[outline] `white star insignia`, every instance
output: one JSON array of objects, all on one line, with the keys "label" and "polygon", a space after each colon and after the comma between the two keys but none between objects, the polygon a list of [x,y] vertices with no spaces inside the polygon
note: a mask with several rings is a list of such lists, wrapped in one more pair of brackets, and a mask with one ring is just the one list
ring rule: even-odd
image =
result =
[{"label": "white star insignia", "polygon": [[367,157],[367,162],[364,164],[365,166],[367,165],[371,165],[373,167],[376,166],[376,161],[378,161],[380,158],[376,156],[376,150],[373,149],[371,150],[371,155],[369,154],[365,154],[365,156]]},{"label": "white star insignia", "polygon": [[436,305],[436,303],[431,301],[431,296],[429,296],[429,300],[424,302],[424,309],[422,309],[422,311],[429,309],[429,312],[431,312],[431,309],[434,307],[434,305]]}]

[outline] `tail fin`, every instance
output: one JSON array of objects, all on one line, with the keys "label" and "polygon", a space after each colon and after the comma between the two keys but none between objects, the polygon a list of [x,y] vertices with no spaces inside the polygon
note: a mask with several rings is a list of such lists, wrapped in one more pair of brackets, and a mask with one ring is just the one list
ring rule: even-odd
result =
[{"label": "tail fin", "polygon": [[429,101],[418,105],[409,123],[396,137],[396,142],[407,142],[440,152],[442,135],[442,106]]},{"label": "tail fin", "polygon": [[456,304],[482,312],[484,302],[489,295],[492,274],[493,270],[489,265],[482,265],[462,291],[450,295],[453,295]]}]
--*--
Requirement:
The answer should be all the entries, restated with no word changed.

Exercise answer:
[outline] `white star insignia`, every instance
output: one JSON array of objects, all on one line, with the keys "label" and "polygon", a space after each colon and after the comma between the two keys but none between objects, the polygon a list of [x,y] vertices with no spaces inside the polygon
note: a mask with several rings is a list of such lists, wrapped in one more pair of brackets, and a mask with one ring is just the one list
ring rule: even-odd
image =
result =
[{"label": "white star insignia", "polygon": [[367,157],[367,162],[364,164],[365,166],[367,165],[371,165],[373,167],[376,166],[376,161],[378,161],[380,158],[376,156],[376,150],[373,149],[371,150],[371,155],[369,154],[365,154],[365,156]]},{"label": "white star insignia", "polygon": [[436,305],[436,303],[431,301],[431,296],[429,296],[429,300],[424,302],[424,309],[422,309],[422,311],[429,309],[429,312],[431,312],[431,309],[434,307],[434,305]]}]

[outline] `tail fin`, every instance
output: one JSON array of objects, all on one line, with the keys "label" and "polygon", a space after each colon and after the comma between the two keys but none between objects, the polygon a list of [x,y] vertices with no spaces inside the polygon
note: a mask with several rings is a list of such lists, wrapped in one more pair of brackets, and a mask with one ring is just the one list
ring rule: even-odd
result =
[{"label": "tail fin", "polygon": [[429,101],[418,105],[409,123],[396,137],[396,142],[407,142],[440,152],[442,135],[442,106]]},{"label": "tail fin", "polygon": [[456,304],[482,312],[484,302],[489,295],[492,274],[493,270],[489,265],[482,265],[462,291],[450,295],[453,295]]}]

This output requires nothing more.